■ Texte à lire:
******************************

Ce dispositif paraît en parfaite cohérence avec l'introduction de la notion de groupe, l'extension du PEI aux unions et le souci de développer l'épargne salariale sur des bases sectorielles ou géographiques. Il permettra aux coopératives, à leurs filiales, et à plusieurs d'entre elles de se réunir pour bénéficier du PEI mais aussi d'un PPESV constitué sur une base interentreprise.
Votre commission ne voit pas pourquoi on exclurait les salariés du secteur coopératif agricole du bénéfice de ces dispositions.
Cependant, une erreur matérielle dans le texte adopté par l'Assemblée nationale pour le I rend le texte en l'état actuel des choses illisible et non applicable. Il conviendrait donc de rectifier cette erreur par un amendement purement rédactionnel. Cette rectification permettrait aussi de réparer une erreur du code rural qui indique que les FCPE sont " constitués " entre les salariés alors que ces derniers souscrivent au PEE.
Décision de votre commission : votre commission vous propose d'adopter cet article ainsi modifié.
ARTICLE 6
Ouverture du PEE
à certains mandataires sociaux
Commentaire : le présent article ouvre le PEE aux mandataires sociaux des entreprises de moins de 100 salariés.
I. LE TEXTE PROPOSÉ
A. LE BUT DU PROJET DE LOI : PROMOUVOIR L'ÉPARGNE SALARIALE DANS LES PETITES ET MOYENNES ENTREPRISES
Ainsi que le constatait le rapport Balligand / de Foucauld, en 1997, seuls 1,4 % des salariés des PME (moins de 500 salariés) ont bénéficié de la participation, et seuls 2,7 % ont bénéficié de l'intéressement, pour un niveau moyen de près de 10.000 francs (contre 5.600 francs en moyenne en France) : sur les 3 millions de salariés couverts par des accords d'intéressement, seuls 150.000 se trouvent dans les PME ; pour la participation, le rapport est de 90.000 sur 4,7 millions de salariés couverts. Dans le même temps, il faut rappeler, comme le fait le rapport, que les entreprises de moins de 50 salariés représentent près de 55 % des emplois en France et 97 % des entreprises françaises. L'enjeu de la promotion de l'épargne salariale y est donc de taille.
Dans leurs propositions, les auteurs du rapport suggéraient ainsi notamment de permettre aux mandataires sociaux des PME d'avoir accès au PEE.
Le gouvernement a repris cette suggestion dans l'article 6 du projet de loi. Celui-ci prévoyait ainsi de modifier l'article L. 443-1 du code du travail, qui énumère les personnes pouvant ouvrir et abonder un PEE (salariés et anciens salariés ayant quitté l'entreprise pour cause de retraite ou de préretraite) pour y ajouter les mandataires sociaux.
Le I du présent article énumère ainsi les nouveaux bénéficiaires du PEE : chefs d'entreprises, présidents, directeurs généraux, gérants et membres du directoire. Le texte limite cette possibilité aux entreprises de un à cent salariés, l'effectif étant calculé selon la méthode de l'effectif " habituel " au sens du code du travail. Il prévoyait le renvoi à un décret pour prévoir les conditions de versement des intéressés.

******************************

■ Données fournies:
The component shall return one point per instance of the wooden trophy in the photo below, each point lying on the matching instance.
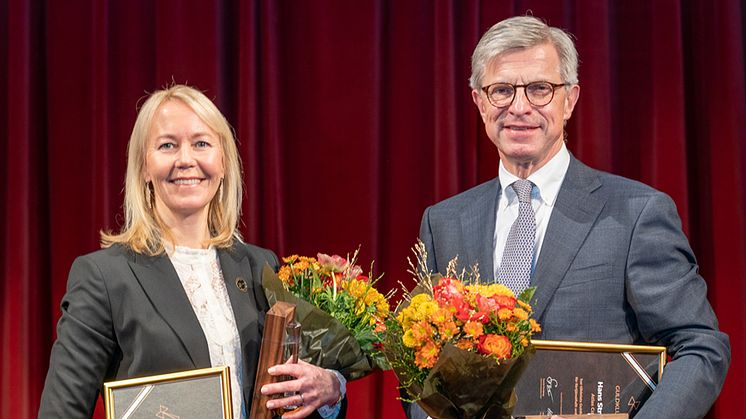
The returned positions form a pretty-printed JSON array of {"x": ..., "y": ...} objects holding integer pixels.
[{"x": 270, "y": 353}]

******************************

■ Exercices:
**a)** Transcrivez le passage du texte sur l'épargne salariale situé entre "Cependant, une erreur" et "souscrivent au PEE.", ces deux bornes comprises.
**b)** Quelles catégories de personnes le texte sur l'épargne salariale cite-t-il comme nouveaux bénéficiaires du PEE ? Donnez-les toutes.
Les données ne sont d'aucune utilité ici.

■ Corrigés détaillés:
**a)**
Cependant, une erreur matérielle dans le texte adopté par l'Assemblée nationale pour le I rend le texte en l'état actuel des choses illisible et non applicable. Il conviendrait donc de rectifier cette erreur par un amendement purement rédactionnel. Cette rectification permettrait aussi de réparer une erreur du code rural qui indique que les FCPE sont " constitués " entre les salariés alors que ces derniers souscrivent au PEE.

**b)**
- les chefs d'entreprises
- les présidents
- les directeurs généraux
- les gérants
- les membres du directoire